Locate the line that contains "mark: the high-rise building" in the entries below, then repeat it and every following line through the line that contains "mark: the distant small bird", exactly, and no others.

• _Supplied records_

■ ■ ■ ■

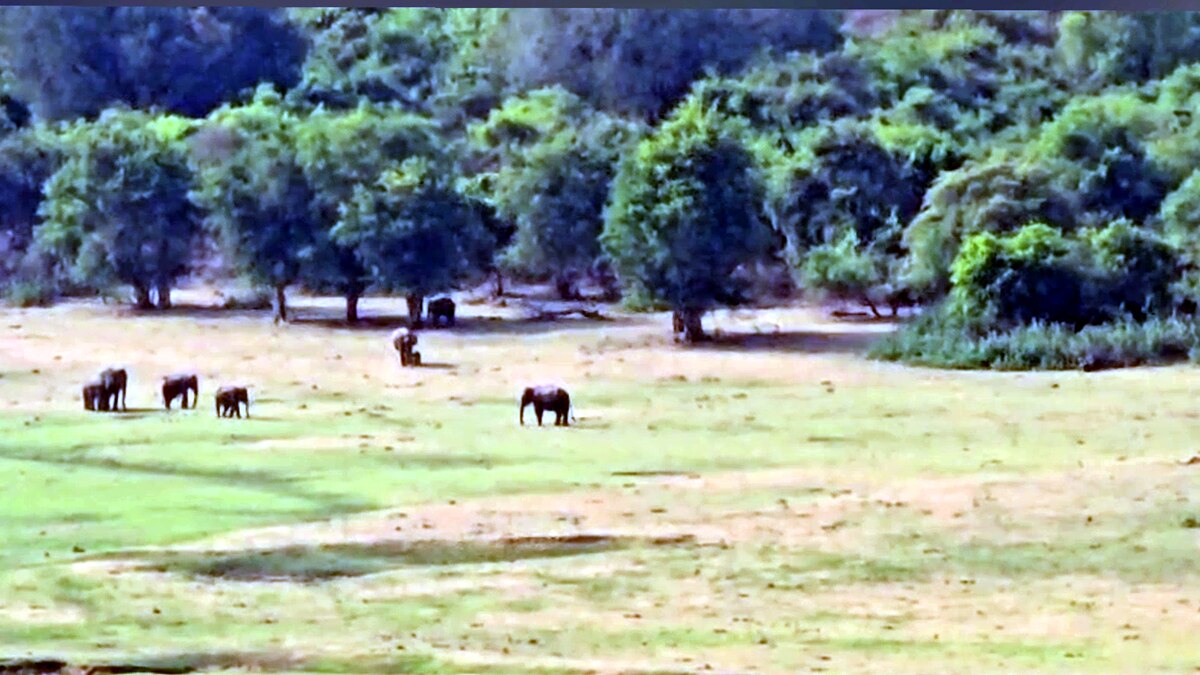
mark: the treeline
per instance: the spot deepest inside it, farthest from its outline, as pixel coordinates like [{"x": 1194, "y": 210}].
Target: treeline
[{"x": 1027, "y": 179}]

■ ■ ■ ■

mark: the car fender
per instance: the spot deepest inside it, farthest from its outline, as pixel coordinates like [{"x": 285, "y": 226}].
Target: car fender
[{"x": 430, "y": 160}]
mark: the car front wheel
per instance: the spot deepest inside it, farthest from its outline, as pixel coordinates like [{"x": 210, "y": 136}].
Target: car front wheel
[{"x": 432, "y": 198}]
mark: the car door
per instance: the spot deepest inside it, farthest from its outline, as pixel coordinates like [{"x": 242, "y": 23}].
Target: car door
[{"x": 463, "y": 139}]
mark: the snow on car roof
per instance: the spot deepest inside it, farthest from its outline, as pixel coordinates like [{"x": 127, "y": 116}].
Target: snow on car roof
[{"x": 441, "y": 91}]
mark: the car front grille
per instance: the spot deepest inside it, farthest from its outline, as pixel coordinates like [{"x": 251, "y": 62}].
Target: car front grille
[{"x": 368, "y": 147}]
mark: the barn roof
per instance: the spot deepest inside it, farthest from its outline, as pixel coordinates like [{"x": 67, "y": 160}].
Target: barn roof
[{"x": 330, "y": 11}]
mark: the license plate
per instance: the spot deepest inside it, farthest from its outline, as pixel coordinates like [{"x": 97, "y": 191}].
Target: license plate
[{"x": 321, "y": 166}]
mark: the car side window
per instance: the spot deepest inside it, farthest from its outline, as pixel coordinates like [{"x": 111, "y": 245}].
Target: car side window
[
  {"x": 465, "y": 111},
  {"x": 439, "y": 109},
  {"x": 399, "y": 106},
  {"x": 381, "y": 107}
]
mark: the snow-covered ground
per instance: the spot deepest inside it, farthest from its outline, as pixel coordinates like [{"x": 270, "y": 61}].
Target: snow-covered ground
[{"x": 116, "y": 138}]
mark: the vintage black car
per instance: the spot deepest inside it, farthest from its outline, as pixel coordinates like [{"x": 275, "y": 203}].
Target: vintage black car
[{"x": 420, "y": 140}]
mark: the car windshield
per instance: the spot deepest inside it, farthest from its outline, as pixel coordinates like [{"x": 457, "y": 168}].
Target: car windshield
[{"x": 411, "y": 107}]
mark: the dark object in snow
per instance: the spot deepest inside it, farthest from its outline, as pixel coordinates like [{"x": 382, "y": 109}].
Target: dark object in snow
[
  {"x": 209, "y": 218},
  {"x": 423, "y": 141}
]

■ ■ ■ ■

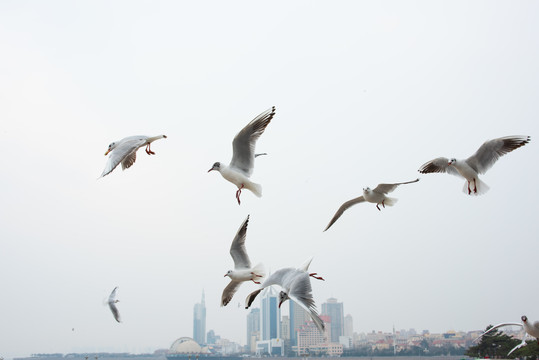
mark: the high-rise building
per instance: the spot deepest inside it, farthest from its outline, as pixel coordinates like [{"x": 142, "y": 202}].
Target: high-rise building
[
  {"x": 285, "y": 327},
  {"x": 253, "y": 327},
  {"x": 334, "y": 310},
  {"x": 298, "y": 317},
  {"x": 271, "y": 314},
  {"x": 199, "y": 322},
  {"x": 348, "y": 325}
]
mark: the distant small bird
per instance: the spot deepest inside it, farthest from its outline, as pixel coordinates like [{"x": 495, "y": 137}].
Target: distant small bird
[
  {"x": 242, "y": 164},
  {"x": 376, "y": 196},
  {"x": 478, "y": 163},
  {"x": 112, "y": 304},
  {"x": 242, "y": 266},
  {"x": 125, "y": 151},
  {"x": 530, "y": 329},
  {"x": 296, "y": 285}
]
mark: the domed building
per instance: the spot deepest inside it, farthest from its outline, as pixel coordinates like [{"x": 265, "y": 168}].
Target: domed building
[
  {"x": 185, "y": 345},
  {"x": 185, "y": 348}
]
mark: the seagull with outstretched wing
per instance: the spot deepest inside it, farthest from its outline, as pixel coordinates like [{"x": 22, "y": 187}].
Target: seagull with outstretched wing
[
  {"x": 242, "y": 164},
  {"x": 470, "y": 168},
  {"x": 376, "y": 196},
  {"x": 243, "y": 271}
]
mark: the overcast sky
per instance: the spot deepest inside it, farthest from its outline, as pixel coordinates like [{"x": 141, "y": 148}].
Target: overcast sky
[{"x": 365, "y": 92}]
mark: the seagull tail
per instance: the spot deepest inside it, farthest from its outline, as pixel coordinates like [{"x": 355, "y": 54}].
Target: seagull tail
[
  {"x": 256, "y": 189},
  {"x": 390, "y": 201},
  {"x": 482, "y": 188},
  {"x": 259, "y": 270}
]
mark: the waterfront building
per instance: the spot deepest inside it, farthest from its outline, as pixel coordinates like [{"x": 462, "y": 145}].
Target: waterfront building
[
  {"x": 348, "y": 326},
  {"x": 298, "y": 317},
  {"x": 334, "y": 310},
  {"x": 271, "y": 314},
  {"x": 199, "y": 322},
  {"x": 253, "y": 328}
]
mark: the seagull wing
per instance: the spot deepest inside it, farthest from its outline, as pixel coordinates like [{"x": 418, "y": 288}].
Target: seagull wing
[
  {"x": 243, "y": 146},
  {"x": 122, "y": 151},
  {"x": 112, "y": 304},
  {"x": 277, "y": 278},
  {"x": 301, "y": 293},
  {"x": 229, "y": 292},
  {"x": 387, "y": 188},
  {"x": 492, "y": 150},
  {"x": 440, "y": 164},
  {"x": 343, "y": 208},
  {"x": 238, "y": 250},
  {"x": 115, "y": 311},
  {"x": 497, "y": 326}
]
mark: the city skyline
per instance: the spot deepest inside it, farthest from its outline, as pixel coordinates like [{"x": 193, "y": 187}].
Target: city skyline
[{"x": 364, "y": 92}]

■ ■ ■ ■

• _Answer below_
mark: the high-rise building
per instance: the spot deepest inside it, farthest from its outline, as pixel coordinates like [{"x": 142, "y": 202}].
Target: high-rise building
[
  {"x": 285, "y": 327},
  {"x": 253, "y": 327},
  {"x": 334, "y": 310},
  {"x": 298, "y": 317},
  {"x": 271, "y": 314},
  {"x": 199, "y": 322},
  {"x": 348, "y": 325}
]
mark: the distant small bird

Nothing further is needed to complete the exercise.